■ OBJETIVOS ■
A - Devolva, sem nenhuma alteração, o trecho da seleção que começa pelas palavras que contêm "Verificou-se o mesmo" e termina em "anos de idade.".
B - Indique se cada afirmação a seguir está de acordo com a seleção, respondendo sim ou não e citando literalmente as palavras da seleção que decidem a resposta. (i) Em 2017, 84,4% da população de 14 anos ou mais tinha afazeres domésticos. (ii) A região Nordeste registrou o maior percentual de pessoas com afazeres domésticos. (iii) Entre os homens de 14 a 24 anos, a taxa de tarefas domésticas era de 63,5%.

■ SELEÇÃO ■
···
Estudo do IBGE revela que a desigualdade diminuiu, porém, as mulheres ainda realizam jornada de trabalho em dobro
Na última quarta-feira, 18, o Instituto Brasileiro de Geografia e Estatística (IBGE) divulgou que, em 2017, 84,4% da população de 14 anos de idade ou mais tinha afazeres domésticos em casa ou em endereços de parentes, o que correspondia a 142,4 milhões de pessoas. Os dados integram o estudo Outras Formas de Trabalho do ano passado, com base na Pesquisa Nacional por Amostra de Domicílios (Pnad Contínua).
O levantamento indica, porém, a existência de uma grande diferença nas taxas de afazeres domésticos entre homens e mulheres. Enquanto 91,7% das mulheres faziam essas atividades, a proporção era de 76,4% entre os homens no mesmo período – uma diferença de 15,3 pontos percentuais. O percentual caiu em relação a 2016, quando houve aumento da taxa de afazeres domésticos, mas com maior intensidade entre os homens, cujo crescimento foi de 4,5 pontos percentuais.
A maior taxa de afazeres domésticos no domicílio ou em domicílio de parente, por idade, ocorreu entre o grupo de 25 a 49 anos, onde o percentual atingiu 88,4%, seguido pelo grupo de 50 anos ou mais de idade, com 85,6%.
Verificou-se o mesmo comportamento quando os dados foram analisados por sexo. Em 2017, a taxa de tarefas domésticas entre as mulheres de 25 a 49 anos era de 95,4%. Já entre as de 50 anos ou mais, 90,8%, e, entre as jovens de 14 a 24 anos de idade, 85,2%. Para os homens, a taxa era 80,9% no grupo de 25 a 49 anos, de 79,3% para os de 50 anos ou mais, e 63,5% para quem tinha de 14 a 24 anos de idade.
Por região do país, a pesquisa mostra que no Sul foi registrado o maior percentual de pessoas com afazeres domésticos no domicílio ou em domicílio de parentes, na população em idade de trabalhar: 88,2% do total. O Nordeste anotou o menor percentual: 79,7%.
···
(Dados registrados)
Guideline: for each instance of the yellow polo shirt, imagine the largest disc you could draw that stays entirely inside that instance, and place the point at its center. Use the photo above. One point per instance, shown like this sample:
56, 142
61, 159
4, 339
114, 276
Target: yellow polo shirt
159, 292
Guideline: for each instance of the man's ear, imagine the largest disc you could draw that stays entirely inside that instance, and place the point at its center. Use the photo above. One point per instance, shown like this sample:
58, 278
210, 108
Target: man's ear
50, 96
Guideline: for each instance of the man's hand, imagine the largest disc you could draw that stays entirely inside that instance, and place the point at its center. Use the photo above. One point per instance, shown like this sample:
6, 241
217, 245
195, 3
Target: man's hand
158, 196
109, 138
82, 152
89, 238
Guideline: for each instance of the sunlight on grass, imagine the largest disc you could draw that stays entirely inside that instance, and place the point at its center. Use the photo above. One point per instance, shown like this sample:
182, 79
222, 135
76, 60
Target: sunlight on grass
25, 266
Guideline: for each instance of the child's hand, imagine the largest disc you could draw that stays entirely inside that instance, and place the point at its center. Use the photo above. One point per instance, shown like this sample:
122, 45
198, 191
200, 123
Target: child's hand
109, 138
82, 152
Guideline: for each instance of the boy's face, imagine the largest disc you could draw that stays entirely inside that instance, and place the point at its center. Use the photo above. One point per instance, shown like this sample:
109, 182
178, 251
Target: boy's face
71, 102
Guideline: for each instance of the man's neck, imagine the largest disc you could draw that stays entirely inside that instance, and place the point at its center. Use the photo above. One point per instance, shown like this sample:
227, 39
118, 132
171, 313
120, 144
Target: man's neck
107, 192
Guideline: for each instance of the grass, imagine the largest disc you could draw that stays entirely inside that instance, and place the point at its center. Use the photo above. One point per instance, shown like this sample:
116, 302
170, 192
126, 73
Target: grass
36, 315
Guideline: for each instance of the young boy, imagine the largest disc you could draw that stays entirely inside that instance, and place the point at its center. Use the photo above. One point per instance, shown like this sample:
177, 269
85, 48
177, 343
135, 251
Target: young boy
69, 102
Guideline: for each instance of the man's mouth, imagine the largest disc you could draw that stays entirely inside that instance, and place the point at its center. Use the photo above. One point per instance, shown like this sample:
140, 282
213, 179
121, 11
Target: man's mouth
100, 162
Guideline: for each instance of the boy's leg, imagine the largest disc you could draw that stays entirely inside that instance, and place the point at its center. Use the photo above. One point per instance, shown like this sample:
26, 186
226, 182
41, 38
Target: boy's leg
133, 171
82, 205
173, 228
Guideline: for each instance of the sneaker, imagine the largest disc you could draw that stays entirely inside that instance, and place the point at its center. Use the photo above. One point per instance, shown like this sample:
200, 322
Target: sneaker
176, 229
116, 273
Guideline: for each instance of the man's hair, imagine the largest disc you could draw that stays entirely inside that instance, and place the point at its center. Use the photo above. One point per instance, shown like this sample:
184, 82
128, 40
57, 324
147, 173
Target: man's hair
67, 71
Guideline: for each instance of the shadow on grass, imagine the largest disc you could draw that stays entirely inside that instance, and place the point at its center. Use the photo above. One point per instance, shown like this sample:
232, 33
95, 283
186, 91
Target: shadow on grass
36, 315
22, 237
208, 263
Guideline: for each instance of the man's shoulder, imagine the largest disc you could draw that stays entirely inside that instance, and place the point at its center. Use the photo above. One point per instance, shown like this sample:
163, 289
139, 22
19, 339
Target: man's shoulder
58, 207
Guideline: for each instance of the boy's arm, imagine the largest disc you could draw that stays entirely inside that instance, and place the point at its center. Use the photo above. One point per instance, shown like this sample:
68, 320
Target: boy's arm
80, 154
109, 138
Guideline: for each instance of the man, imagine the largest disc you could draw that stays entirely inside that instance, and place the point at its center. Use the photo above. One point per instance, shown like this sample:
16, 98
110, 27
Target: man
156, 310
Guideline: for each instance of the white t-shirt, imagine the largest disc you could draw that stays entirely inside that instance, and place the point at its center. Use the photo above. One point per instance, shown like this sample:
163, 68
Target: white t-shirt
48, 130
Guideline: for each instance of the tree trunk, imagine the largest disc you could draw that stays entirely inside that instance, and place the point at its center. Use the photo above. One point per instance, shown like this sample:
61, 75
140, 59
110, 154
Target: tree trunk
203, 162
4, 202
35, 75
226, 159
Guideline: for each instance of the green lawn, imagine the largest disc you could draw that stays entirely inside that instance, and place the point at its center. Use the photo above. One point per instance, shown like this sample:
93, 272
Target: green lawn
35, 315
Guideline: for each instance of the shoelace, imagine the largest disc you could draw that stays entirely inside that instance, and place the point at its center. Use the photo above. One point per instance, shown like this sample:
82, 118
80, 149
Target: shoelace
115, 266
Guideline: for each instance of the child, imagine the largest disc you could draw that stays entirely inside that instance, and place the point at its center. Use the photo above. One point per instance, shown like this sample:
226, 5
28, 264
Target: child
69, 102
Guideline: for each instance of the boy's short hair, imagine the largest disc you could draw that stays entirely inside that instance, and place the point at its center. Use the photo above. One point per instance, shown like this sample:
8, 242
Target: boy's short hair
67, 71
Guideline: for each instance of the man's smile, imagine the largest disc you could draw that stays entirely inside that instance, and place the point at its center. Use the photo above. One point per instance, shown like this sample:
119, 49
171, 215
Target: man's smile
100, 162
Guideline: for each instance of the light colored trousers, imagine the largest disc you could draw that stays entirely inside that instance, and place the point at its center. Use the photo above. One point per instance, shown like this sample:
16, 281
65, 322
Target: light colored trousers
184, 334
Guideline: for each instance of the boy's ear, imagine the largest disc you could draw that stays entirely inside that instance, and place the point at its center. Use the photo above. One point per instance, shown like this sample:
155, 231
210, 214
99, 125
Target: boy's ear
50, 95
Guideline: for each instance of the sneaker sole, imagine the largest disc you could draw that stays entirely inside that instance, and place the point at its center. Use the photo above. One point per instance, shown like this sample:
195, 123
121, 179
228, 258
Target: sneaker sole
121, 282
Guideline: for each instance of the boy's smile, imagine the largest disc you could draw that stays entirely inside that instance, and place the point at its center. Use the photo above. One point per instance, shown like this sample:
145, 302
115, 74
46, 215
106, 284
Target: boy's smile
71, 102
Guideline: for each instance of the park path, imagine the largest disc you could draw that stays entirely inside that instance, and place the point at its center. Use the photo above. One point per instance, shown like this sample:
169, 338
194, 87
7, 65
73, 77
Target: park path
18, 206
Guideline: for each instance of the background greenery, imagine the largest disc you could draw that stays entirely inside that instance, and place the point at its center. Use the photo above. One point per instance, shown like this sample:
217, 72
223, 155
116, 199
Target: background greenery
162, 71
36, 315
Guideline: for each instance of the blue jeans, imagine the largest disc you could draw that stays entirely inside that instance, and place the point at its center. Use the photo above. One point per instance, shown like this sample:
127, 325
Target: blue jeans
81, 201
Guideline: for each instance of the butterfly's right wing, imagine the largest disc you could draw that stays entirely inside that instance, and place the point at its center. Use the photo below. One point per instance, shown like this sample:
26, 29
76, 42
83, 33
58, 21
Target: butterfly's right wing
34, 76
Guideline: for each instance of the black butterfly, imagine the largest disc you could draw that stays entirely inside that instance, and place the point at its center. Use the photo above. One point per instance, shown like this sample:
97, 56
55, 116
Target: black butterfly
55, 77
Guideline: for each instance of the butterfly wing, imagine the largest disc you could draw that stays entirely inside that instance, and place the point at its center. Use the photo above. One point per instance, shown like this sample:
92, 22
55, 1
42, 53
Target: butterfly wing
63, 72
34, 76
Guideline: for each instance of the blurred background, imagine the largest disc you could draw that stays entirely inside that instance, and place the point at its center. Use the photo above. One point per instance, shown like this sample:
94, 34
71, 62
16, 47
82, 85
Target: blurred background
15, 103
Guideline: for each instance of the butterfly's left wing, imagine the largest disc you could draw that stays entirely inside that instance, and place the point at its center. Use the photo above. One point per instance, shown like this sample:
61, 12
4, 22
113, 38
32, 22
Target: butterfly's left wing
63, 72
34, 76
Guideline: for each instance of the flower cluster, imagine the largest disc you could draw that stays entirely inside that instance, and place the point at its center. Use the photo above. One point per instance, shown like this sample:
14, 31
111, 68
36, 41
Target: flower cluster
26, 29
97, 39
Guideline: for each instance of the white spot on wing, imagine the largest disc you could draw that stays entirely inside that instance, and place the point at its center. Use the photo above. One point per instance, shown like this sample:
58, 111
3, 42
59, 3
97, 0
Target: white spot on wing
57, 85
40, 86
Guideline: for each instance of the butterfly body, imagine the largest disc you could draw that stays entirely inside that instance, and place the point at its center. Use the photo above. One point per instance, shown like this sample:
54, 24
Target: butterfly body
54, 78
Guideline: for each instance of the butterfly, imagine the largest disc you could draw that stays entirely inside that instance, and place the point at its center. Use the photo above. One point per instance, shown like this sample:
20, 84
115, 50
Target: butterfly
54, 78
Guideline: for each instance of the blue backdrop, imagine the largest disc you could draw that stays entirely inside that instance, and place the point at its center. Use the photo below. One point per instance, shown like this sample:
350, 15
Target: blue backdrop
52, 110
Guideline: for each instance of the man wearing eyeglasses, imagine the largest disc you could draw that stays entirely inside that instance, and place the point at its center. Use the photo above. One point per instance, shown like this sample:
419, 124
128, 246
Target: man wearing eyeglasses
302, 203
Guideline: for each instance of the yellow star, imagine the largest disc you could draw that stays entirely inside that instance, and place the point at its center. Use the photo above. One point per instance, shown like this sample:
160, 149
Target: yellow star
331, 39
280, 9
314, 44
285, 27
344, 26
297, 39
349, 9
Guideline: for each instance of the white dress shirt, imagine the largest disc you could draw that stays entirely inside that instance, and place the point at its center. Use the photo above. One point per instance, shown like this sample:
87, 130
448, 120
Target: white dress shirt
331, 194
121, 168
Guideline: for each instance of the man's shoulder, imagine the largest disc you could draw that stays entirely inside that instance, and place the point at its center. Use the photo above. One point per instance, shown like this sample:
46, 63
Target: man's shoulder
···
■ RESPOSTAS ■
A -
Verificou-se o mesmo comportamento quando os dados foram analisados por sexo. Em 2017, a taxa de tarefas domésticas entre as mulheres de 25 a 49 anos era de 95,4%. Já entre as de 50 anos ou mais, 90,8%, e, entre as jovens de 14 a 24 anos de idade, 85,2%. Para os homens, a taxa era 80,9% no grupo de 25 a 49 anos, de 79,3% para os de 50 anos ou mais, e 63,5% para quem tinha de 14 a 24 anos de idade.

B -
(i) Sim: "84,4% da população de 14 anos de idade ou mais tinha afazeres domésticos"
(ii) Não: "O Nordeste anotou o menor percentual: 79,7%."
(iii) Sim: "63,5% para quem tinha de 14 a 24 anos de idade"